Materials provided >>
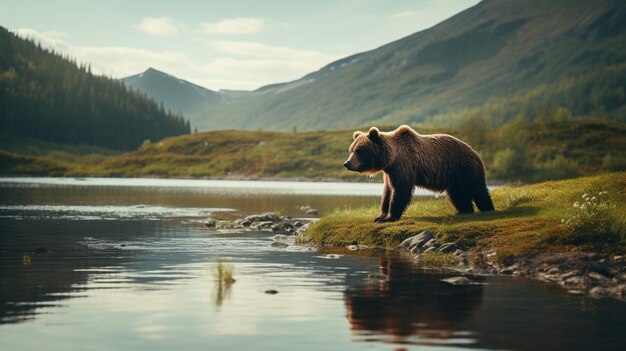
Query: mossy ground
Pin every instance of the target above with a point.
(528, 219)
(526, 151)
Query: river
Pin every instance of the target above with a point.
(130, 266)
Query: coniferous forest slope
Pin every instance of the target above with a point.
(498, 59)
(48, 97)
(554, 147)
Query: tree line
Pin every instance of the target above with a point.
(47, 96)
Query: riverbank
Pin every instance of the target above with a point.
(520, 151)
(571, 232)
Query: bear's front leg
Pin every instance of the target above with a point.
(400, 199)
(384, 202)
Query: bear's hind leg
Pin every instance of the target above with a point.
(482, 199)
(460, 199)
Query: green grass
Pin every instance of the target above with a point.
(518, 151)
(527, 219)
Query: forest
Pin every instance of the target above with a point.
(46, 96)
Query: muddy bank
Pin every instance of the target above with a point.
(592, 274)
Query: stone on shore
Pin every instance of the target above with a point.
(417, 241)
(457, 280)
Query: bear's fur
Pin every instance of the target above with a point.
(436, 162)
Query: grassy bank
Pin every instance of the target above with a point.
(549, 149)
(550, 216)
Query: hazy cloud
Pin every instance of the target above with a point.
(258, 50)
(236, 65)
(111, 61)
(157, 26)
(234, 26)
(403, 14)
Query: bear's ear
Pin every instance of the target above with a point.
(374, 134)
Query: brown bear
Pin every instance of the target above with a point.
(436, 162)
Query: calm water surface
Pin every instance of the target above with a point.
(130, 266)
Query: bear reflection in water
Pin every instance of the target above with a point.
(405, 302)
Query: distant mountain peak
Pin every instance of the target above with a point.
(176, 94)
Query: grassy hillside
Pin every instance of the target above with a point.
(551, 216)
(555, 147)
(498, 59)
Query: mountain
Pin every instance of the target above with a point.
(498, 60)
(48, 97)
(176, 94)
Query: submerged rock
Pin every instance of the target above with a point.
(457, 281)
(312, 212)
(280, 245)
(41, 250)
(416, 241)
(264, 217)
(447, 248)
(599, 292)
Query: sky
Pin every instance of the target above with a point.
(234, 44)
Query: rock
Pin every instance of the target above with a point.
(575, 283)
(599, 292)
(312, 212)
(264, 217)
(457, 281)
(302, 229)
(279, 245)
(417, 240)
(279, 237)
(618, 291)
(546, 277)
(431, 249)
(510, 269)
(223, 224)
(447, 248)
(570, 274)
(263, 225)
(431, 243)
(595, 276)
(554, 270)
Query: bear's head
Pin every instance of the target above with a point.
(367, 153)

--

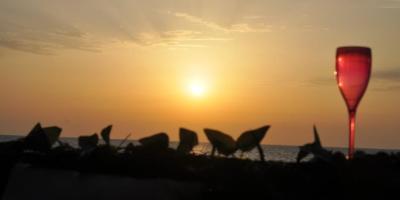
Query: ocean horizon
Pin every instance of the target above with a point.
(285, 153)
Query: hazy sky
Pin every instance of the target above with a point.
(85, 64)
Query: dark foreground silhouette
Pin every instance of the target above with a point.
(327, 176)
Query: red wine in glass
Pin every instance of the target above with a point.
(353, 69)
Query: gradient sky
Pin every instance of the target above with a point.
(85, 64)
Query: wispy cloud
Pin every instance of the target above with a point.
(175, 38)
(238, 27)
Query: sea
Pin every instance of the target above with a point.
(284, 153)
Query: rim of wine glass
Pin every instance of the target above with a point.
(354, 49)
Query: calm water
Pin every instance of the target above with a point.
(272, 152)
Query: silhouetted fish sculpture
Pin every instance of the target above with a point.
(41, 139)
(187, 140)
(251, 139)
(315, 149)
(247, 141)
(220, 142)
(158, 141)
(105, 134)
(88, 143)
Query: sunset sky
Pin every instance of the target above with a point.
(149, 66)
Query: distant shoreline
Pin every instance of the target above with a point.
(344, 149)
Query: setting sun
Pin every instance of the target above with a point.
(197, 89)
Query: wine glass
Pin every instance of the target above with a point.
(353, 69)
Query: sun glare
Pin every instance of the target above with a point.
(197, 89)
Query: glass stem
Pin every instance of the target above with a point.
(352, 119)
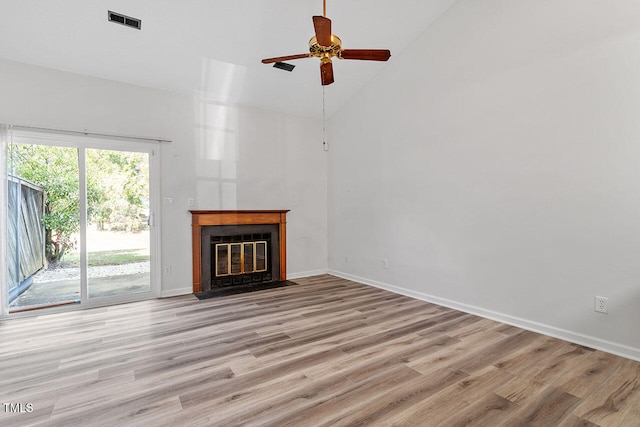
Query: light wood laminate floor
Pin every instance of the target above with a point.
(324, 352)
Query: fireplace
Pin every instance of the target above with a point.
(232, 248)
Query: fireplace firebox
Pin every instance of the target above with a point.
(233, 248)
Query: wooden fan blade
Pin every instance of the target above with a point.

Problem description >> Extract every line of the data above that contains the word "mountain", matching case exactly.

Correct output >>
Query: distant mountain peak
Query: mountain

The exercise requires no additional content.